DATA SUPPLIED:
_ _ _ _

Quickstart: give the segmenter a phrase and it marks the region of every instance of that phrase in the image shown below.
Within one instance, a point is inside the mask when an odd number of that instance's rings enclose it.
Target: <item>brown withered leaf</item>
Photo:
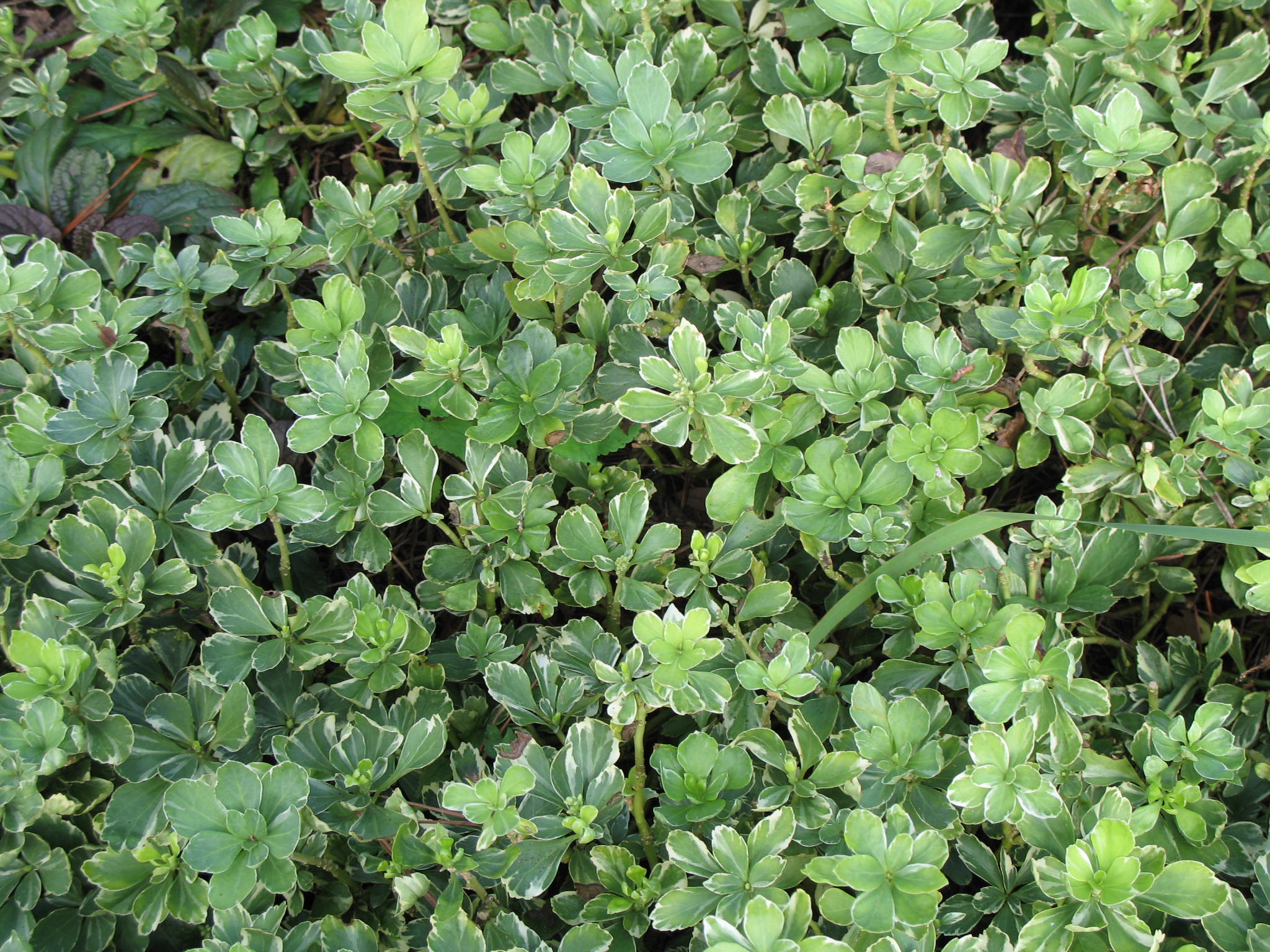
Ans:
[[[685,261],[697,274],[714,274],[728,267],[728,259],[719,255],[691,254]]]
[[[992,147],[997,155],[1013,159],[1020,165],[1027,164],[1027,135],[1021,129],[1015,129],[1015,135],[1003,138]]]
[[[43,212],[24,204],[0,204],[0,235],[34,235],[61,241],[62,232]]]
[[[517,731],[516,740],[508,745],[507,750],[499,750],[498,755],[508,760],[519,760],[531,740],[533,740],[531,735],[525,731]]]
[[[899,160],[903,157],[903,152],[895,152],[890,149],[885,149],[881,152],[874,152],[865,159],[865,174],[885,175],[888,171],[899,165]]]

_ _ _ _

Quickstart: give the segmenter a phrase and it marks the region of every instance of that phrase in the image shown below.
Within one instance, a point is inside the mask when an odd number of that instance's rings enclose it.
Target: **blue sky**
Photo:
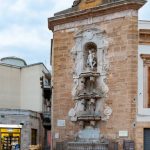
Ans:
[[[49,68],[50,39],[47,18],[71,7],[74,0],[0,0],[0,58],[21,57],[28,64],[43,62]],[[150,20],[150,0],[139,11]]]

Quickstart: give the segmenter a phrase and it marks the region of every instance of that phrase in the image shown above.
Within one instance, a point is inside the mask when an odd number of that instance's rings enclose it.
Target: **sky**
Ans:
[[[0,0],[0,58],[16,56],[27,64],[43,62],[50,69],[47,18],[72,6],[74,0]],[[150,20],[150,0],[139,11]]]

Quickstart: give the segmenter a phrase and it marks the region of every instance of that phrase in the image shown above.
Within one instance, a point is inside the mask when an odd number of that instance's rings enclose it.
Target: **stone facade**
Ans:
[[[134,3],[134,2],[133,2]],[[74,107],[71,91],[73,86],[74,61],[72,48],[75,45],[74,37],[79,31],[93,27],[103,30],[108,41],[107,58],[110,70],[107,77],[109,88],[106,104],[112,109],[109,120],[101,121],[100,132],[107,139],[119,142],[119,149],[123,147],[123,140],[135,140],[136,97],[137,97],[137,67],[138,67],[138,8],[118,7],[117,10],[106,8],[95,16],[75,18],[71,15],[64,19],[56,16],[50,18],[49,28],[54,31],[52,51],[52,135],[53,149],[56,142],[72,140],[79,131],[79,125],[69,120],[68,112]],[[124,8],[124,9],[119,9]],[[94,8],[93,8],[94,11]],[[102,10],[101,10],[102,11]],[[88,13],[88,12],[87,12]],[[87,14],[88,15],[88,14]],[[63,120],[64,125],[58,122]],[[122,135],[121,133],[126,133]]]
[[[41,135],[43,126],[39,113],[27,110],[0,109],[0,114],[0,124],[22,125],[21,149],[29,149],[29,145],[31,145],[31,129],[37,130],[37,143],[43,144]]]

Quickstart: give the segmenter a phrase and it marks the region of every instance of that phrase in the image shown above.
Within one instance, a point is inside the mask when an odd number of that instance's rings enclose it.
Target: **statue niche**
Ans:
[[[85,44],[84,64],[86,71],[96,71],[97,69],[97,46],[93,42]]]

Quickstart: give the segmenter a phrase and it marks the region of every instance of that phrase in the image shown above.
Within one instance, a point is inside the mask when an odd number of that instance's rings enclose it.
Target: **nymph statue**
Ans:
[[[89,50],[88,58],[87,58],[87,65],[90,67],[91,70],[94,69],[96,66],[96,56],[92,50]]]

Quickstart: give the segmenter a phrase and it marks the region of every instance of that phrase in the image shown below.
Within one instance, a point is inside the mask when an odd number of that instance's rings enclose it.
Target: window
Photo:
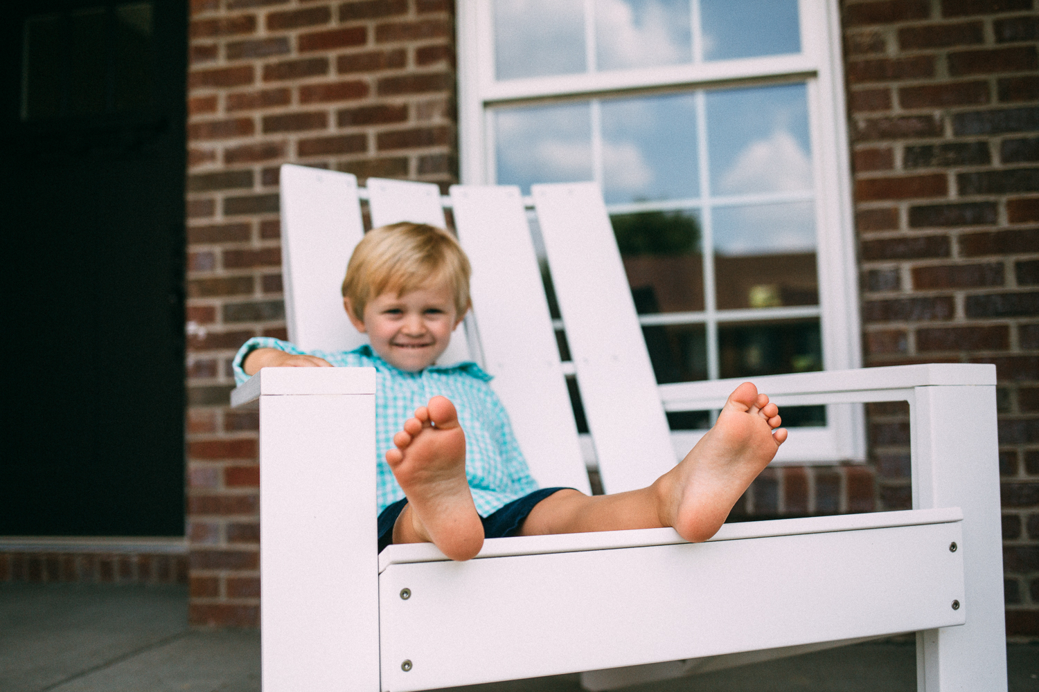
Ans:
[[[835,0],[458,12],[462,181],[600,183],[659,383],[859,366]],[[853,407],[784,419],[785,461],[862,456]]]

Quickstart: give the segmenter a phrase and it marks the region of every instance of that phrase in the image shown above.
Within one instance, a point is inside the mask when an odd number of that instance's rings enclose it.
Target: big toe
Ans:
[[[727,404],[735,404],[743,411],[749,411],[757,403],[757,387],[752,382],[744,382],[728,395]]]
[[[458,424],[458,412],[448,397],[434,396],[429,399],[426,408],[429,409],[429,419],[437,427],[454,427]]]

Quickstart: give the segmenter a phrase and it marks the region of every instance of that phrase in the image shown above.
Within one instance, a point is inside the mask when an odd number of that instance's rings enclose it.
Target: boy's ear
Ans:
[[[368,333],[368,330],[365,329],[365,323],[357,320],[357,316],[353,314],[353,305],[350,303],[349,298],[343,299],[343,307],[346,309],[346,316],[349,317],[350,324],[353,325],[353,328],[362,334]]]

_ _ _ _

Please pull out every line of the records that contains the string "statue".

Target: **statue niche**
Target: **nymph statue**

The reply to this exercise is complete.